### Texto proporcionado
VOLVER A LA PAGINA  PRINCIPAL
Internacional

9 de mayo de 2002

Larga vida a nuestros amos!
Reflexiones ante el "Día sin Música" del 13 de mayo
Piratería

César Rendueles

¿De qué se queja la Sociedad General de Autores?

Según la SGAE la situación actual de la industria de la música se parece a una especie de pogromo generalizado en el que luminarias de la lírica patria como Luis Cobos, Ramoncín y Teddy Bautista son sistemáticamente expoliados por unos cuantos bárbaros de tez oscura que, bien armados de mantas y "tostadoras", parecen dispuestos a destruir los cimientos de la civilización occidental.

### Material proporcionado
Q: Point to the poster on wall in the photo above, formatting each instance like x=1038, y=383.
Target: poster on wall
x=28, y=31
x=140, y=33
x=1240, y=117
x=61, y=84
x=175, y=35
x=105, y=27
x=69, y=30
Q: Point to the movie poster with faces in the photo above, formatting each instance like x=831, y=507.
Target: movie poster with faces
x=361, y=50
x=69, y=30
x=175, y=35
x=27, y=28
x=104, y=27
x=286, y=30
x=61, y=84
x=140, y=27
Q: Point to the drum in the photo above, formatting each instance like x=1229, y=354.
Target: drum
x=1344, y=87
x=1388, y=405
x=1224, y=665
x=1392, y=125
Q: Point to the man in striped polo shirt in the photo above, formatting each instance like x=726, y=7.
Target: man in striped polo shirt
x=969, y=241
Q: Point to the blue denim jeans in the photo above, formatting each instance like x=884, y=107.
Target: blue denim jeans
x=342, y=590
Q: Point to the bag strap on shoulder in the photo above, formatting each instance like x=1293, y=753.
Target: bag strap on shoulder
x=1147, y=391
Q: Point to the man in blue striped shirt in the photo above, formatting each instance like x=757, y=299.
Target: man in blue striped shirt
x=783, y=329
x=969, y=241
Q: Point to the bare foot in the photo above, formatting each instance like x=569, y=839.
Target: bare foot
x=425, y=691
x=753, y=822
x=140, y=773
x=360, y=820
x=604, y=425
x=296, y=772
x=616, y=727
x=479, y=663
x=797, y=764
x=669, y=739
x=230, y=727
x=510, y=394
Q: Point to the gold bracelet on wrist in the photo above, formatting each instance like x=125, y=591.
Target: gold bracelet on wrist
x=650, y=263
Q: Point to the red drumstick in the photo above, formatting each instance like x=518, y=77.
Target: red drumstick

### Tarea
Extrae tal cual del texto sobre la SGAE y la piratería el fragmento que va desde "Según la SGAE" hasta "la civilización occidental.", este último incluido.

### Respuesta
Según la SGAE la situación actual de la industria de la música se parece a una especie de pogromo generalizado en el que luminarias de la lírica patria como Luis Cobos, Ramoncín y Teddy Bautista son sistemáticamente expoliados por unos cuantos bárbaros de tez oscura que, bien armados de mantas y "tostadoras", parecen dispuestos a destruir los cimientos de la civilización occidental.